(Point annotation data)
▽

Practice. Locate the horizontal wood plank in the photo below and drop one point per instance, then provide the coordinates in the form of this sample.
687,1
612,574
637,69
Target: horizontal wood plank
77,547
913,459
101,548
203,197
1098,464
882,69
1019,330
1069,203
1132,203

△

**Exercise goal:**
Rename "horizontal wood plank" to "horizontal wooden board" throughout the listing and leave everything else unchanged.

**Solution for this task:**
Practice. Locate the horizontal wooden board in the photo below and drop one point per instance, then provide the coordinates in the form of this sample.
687,1
612,574
637,69
Target: horizontal wooden board
77,547
913,459
101,548
203,197
1098,464
882,69
1019,330
1069,203
1132,203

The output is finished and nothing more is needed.